PASSAGE ->
============================================================

My work begins from the dislocation that image-making tries to conceal. I do not depict the subject; I aim to point directly to the structure that posits one.


In Captivating, Not Captive, I stage versions of fashion photography to expose its underlying structure. The models I work with—many showing visible signs of past physical trauma—are not composed as objects of pathos or pride, nor arranged for narrative clarity or representational coherence. Instead, they appear in moments of drift, disidentification, suspension: images taken before the pose is struck, or after it has failed. What has emerged is not the “real” body in opposition to the imagined one, but the collapse of that binary: an image that withholds identification even as it demands a gaze.


Having lived through events that forcibly disrupted their relation to their own image, the model's appearance no longer mediates their identity—it interrupts it. They do not inhabit the fantasy of being seen; they have simply passed through its failure before us. (I would argue it is not because the work is exploitative, but because it is true. The model appears ‘post-illusion’—and while yes, the people I work with have suffered, they have done so into clarity, into capability, while the viewer remains suspended in the fantasy she still depends on.)


This is not an aesthetics of resistance. It is not critique. It is an ethics of position.


Our everyday reality and who we believe we are is organized by fantasy, so we confuse recognition (seeing what we expect) with truth. In this way, we see only what we already half-know. My work operates elsewhere: in the space of re-cognition—a seeing again that escapes the limits of what we already “know.” It is not that the image is a lie. It is that we each are helplessly misaligned to reality even as we suspect this is the case.

============================================================

DIRECTIONS -> Reproduce the artist statement starting at "Having lived through" and ending at "still depends on.)", swapping "the viewer" for "the spectator" throughout.

DATA SUPPLIED ->

============================================================

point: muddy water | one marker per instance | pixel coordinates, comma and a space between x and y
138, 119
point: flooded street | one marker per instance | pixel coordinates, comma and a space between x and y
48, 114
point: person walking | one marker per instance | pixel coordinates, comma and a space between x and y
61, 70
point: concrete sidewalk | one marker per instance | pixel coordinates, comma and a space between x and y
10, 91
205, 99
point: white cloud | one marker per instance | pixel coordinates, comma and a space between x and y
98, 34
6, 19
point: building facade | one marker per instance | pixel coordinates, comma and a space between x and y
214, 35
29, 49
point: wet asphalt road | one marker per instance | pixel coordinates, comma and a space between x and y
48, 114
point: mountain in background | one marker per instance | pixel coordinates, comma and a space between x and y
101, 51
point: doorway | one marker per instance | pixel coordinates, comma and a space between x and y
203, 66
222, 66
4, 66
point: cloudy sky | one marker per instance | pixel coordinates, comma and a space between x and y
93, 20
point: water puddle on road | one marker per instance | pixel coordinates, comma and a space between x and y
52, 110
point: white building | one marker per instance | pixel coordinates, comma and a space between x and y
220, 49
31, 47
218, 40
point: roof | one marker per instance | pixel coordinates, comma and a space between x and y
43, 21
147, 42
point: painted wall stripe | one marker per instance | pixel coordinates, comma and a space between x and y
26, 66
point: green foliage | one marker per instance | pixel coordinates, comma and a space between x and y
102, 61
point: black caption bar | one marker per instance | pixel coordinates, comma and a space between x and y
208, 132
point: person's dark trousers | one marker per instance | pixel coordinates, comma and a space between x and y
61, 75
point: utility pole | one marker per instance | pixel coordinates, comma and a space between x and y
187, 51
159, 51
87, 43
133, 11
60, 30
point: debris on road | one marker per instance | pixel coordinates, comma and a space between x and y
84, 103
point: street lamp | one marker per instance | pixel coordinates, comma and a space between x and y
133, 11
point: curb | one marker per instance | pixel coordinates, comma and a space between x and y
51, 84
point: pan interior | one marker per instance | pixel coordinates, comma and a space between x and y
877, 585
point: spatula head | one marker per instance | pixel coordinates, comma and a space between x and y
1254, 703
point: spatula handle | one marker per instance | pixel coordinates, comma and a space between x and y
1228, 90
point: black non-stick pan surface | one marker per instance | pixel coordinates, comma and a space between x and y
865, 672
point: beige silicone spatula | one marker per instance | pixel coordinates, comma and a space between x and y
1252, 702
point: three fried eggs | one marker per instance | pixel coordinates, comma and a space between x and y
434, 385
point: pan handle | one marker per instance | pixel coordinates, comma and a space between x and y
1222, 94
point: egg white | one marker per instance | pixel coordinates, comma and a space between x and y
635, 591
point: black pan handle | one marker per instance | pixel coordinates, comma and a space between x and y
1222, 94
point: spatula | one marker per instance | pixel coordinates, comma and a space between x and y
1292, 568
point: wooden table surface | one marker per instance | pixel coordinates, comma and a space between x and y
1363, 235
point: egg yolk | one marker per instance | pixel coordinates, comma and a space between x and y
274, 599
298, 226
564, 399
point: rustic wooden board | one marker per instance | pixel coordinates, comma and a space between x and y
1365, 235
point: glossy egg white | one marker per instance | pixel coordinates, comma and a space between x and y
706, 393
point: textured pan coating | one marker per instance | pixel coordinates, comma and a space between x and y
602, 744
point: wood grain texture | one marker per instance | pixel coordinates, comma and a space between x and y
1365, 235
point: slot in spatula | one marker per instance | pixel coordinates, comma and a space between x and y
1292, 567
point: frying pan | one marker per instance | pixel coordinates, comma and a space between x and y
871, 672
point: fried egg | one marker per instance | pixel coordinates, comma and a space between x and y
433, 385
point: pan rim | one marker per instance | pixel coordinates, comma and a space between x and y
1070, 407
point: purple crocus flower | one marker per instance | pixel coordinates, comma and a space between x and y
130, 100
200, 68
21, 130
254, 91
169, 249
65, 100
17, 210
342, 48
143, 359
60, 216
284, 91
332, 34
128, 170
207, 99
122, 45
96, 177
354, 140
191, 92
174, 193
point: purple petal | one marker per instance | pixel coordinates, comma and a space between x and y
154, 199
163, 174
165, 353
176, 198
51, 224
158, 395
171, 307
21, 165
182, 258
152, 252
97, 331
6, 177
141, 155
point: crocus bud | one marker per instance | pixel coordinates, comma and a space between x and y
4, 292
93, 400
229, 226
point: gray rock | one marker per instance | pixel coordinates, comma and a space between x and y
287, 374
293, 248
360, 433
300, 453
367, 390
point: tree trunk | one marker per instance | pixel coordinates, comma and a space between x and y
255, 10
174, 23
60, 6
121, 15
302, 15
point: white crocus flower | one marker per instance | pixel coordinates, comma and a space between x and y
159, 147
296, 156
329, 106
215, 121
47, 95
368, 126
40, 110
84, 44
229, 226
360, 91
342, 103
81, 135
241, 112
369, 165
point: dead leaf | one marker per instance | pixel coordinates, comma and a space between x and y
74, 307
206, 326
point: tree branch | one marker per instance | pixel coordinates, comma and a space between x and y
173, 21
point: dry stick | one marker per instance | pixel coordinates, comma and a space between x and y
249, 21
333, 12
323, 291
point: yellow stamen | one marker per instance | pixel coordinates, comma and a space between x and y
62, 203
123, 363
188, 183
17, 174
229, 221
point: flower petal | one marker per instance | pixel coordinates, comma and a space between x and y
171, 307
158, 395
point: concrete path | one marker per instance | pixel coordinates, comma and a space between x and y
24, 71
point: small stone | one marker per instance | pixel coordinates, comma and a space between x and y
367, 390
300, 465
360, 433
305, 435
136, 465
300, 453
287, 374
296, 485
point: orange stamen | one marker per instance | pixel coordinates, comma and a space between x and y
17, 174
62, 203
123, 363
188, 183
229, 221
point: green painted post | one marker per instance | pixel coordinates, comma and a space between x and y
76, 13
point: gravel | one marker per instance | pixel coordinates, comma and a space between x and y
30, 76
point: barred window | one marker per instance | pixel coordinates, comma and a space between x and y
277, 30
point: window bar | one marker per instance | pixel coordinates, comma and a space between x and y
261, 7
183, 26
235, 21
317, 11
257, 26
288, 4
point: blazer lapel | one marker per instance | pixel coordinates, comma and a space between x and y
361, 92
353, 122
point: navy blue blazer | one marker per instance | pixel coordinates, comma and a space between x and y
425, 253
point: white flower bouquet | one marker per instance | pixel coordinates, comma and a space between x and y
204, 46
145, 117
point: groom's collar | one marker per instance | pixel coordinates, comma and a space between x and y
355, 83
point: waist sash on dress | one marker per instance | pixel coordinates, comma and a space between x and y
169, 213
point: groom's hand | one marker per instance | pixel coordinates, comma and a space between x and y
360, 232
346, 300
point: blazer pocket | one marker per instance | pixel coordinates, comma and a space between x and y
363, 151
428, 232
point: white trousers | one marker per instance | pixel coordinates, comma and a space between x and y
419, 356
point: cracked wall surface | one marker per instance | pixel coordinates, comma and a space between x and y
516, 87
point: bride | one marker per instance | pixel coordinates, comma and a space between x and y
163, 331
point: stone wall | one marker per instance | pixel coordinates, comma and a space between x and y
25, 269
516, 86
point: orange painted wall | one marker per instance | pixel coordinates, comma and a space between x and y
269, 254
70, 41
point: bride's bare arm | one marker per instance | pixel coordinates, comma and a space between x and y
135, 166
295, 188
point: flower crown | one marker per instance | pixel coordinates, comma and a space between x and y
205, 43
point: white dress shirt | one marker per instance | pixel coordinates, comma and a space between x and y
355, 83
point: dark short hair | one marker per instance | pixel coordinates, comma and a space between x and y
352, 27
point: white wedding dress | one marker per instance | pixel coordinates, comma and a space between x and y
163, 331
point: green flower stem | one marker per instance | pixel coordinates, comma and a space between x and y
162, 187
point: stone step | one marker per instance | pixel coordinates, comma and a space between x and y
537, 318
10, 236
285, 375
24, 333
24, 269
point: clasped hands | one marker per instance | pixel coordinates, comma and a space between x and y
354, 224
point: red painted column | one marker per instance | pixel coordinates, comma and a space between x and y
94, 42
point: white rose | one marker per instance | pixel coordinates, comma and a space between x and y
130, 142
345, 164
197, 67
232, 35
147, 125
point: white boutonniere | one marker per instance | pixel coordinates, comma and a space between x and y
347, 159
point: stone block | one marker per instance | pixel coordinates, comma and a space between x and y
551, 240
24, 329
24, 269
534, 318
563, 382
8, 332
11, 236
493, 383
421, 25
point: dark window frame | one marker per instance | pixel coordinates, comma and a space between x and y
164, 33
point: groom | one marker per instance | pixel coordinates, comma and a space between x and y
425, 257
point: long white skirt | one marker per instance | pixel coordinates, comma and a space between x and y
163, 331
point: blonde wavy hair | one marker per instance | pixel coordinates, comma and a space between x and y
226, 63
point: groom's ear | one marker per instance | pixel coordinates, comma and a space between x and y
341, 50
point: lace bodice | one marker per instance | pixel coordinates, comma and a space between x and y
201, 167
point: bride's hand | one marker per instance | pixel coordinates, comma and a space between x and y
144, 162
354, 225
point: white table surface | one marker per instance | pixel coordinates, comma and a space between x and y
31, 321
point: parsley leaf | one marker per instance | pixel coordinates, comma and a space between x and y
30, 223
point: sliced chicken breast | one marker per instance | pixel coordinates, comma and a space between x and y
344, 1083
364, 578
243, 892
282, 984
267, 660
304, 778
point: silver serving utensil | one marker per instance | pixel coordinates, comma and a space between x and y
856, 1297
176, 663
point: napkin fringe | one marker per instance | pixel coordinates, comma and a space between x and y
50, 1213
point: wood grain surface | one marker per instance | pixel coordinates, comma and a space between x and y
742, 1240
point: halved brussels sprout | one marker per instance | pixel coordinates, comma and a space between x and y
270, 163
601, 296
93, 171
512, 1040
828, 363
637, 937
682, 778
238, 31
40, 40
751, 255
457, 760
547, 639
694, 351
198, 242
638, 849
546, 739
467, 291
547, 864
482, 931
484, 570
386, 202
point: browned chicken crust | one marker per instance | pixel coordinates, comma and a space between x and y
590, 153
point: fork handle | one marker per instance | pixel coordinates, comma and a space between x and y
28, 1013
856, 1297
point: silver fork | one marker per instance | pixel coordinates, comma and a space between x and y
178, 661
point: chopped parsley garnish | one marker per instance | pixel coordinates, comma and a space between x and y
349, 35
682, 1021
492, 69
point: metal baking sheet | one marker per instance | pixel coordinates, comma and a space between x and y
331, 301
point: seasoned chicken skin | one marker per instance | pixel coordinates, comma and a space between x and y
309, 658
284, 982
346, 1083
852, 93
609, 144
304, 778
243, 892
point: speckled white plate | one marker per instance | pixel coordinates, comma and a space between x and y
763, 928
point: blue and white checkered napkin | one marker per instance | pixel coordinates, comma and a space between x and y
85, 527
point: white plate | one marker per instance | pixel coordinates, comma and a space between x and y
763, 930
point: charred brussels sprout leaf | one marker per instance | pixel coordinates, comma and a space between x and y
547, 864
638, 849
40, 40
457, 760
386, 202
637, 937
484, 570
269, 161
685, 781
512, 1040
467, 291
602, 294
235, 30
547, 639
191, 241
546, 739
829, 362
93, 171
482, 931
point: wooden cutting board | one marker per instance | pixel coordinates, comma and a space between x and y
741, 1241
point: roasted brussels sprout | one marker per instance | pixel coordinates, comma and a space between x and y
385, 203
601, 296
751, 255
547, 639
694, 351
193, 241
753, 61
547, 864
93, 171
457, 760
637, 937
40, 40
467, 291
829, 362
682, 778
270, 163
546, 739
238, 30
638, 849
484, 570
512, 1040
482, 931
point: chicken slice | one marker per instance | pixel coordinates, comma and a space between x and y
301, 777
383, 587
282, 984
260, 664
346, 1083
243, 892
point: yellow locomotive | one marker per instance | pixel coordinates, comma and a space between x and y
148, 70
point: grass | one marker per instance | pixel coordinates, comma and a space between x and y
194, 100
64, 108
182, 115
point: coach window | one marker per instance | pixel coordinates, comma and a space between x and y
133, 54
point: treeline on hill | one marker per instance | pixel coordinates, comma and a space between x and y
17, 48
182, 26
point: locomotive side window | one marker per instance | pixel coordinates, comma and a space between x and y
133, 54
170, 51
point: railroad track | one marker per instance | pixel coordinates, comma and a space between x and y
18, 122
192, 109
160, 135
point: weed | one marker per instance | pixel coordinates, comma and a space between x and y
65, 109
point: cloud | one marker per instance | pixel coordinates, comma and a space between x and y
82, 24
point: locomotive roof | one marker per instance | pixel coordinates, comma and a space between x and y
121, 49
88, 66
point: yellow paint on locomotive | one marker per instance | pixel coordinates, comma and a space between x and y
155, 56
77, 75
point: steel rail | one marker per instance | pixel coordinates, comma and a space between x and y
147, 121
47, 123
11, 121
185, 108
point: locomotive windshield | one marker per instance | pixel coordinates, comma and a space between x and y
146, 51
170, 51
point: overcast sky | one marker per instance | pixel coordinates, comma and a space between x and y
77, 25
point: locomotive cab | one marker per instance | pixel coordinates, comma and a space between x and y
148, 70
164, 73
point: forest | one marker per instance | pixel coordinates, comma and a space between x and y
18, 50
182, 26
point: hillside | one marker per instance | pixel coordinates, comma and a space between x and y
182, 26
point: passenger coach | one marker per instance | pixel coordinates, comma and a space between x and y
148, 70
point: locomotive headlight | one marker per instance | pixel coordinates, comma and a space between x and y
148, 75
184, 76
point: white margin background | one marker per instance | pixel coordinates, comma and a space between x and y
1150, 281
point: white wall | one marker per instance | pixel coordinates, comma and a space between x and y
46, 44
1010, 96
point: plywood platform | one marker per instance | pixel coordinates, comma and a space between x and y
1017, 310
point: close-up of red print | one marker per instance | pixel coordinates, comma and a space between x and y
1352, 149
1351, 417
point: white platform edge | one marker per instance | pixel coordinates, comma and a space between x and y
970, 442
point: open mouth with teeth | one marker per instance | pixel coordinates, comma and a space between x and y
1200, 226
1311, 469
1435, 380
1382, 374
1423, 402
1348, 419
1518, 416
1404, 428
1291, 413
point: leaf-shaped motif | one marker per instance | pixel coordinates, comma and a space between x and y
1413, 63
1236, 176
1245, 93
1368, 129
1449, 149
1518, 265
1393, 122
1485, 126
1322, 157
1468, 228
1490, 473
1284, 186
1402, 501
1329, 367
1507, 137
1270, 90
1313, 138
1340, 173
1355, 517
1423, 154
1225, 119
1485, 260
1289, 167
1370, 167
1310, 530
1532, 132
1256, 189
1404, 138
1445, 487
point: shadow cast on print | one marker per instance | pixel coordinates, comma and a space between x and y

============================================================

CORRECT RESPONSE ->
Having lived through events that forcibly disrupted their relation to their own image, the model's appearance no longer mediates their identity—it interrupts it. They do not inhabit the fantasy of being seen; they have simply passed through its failure before us. (I would argue it is not because the work is exploitative, but because it is true. The model appears ‘post-illusion’—and while yes, the people I work with have suffered, they have done so into clarity, into capability, while the spectator remains suspended in the fantasy she still depends on.)